Segment Start: Task material

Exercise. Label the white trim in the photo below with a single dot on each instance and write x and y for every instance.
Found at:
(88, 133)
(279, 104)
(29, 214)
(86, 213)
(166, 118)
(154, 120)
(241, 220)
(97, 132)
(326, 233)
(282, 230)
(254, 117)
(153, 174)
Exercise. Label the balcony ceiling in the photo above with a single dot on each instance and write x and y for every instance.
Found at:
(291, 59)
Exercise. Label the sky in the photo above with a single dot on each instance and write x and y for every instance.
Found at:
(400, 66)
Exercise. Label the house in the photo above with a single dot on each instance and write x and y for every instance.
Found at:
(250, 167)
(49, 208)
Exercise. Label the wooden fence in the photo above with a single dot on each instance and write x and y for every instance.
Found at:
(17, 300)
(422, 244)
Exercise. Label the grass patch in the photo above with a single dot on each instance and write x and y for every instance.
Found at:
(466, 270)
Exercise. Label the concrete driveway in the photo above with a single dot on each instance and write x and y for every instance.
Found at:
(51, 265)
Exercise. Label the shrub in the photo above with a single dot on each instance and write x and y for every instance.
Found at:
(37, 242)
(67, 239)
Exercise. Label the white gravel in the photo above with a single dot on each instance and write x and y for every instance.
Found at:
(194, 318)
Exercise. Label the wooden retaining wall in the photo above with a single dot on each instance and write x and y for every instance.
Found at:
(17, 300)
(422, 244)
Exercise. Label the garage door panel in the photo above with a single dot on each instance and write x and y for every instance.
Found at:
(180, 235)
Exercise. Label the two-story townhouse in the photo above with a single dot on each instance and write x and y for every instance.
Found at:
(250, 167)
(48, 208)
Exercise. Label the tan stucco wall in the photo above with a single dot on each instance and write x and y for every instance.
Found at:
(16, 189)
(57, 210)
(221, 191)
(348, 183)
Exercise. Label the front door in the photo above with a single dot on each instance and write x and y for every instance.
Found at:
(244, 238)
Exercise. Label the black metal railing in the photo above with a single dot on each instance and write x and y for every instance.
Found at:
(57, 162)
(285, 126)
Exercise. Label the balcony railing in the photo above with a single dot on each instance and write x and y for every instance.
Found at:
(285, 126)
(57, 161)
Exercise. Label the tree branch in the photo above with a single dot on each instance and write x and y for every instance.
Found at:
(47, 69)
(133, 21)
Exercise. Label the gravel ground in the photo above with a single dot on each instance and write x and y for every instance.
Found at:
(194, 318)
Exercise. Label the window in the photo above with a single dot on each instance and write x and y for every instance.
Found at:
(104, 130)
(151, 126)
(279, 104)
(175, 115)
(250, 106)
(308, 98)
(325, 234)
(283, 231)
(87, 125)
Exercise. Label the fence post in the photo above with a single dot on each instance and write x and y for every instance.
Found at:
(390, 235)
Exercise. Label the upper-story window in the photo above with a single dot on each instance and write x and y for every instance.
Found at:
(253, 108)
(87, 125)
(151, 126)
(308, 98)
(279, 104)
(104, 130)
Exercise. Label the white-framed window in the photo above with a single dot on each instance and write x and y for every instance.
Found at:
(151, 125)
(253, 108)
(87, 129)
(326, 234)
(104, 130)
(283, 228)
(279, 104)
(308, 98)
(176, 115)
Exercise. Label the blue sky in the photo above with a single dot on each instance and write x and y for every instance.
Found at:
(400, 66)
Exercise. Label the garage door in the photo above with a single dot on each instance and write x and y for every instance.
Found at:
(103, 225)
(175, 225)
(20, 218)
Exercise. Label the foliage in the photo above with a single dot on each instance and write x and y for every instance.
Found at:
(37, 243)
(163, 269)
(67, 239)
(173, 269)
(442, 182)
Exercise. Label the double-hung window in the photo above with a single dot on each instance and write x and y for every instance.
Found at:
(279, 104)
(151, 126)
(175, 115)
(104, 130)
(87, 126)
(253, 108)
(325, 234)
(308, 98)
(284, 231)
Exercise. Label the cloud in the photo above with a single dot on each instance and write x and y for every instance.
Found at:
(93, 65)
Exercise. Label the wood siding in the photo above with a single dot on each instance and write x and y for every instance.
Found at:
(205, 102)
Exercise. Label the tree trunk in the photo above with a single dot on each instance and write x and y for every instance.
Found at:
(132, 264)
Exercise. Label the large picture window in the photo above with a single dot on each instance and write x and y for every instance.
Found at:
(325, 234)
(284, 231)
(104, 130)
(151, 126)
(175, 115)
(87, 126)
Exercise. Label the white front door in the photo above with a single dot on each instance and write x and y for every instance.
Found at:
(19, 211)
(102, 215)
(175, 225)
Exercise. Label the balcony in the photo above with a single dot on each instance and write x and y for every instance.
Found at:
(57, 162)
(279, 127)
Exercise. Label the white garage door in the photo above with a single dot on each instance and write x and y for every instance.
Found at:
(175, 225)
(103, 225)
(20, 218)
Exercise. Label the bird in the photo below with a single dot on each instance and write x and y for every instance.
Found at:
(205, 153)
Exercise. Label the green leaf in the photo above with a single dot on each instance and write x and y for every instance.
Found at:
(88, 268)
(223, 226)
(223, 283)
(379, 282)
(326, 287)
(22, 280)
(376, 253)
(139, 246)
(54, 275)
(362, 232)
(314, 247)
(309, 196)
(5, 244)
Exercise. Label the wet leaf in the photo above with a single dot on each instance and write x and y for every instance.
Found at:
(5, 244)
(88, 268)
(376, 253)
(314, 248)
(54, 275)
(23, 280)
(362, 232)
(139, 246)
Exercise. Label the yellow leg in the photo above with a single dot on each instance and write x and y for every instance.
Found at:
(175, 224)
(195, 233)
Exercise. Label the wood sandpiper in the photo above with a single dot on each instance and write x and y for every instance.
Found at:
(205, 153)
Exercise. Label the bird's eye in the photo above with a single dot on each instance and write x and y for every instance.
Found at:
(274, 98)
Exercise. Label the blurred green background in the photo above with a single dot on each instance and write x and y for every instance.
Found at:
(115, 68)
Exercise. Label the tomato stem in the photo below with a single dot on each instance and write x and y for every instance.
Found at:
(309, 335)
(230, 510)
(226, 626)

Segment End: Task material
Segment Start: Task material

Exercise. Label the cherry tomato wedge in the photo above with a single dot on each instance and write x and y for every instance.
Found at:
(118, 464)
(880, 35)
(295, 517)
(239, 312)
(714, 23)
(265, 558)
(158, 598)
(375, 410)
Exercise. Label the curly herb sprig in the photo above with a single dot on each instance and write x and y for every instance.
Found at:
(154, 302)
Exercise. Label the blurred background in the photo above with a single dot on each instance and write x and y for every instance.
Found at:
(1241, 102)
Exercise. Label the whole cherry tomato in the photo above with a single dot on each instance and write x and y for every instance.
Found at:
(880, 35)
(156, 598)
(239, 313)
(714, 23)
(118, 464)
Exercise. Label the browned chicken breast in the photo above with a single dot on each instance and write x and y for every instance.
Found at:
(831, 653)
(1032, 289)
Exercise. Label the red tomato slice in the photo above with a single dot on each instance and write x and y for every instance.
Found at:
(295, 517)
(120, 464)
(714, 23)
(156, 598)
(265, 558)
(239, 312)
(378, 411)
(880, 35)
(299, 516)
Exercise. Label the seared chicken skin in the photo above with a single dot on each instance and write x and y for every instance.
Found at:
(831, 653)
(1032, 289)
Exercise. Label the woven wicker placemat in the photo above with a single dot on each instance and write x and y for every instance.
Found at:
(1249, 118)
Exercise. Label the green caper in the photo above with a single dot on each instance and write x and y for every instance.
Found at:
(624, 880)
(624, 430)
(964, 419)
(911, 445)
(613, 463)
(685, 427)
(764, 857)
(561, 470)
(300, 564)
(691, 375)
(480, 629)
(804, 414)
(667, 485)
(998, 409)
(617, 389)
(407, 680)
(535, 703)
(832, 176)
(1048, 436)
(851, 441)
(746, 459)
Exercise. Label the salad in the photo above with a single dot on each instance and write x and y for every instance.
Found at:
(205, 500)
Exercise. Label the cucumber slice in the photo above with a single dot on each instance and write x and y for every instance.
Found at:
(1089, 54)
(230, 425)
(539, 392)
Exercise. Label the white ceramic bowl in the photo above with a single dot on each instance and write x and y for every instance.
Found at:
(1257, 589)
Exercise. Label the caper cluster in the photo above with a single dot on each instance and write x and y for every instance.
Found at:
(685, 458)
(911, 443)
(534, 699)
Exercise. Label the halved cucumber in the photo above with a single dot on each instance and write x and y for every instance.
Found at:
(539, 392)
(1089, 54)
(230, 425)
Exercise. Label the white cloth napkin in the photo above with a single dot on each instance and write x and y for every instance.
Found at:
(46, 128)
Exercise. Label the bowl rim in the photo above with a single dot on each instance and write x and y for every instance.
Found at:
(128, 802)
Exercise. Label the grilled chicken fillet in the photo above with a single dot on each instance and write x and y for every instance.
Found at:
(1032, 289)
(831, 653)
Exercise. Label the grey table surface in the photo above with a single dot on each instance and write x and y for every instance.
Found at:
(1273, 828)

Segment End: Task material

» Task objective
All the lines that hold the word "door" must appear in the answer, copied from the records.

» Answer for this exercise
Exercise. Label the garage door panel in the photo above with a single dot on each instance and write x and y for every instance.
Exercise. Label the front door in the photo above with a single dot on each instance and write x and y for every instance.
Exercise. Label the garage door in the photo above with a single dot on each instance and write x and y for every instance.
Exercise. Label the white front door in the photo above with a single dot on each instance and write x and y for every instance.
Exercise. Label the white garage door in the photo above with a single dot on each instance and write x and y for every instance.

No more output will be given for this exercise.